> [The records]:
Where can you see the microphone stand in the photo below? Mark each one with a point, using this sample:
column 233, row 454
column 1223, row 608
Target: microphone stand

* * *

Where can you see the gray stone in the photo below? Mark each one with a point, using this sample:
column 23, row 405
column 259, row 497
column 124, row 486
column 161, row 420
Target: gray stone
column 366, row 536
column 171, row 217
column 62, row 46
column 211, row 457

> [What to produce]: Take every line above that includes "with" and list it.

> [Exercise solution]:
Where can you see the microphone stand in the photo below? Mark each one with a point, using this sample:
Where can you see the gray stone in the photo below? Mark each one with a point, using this sample:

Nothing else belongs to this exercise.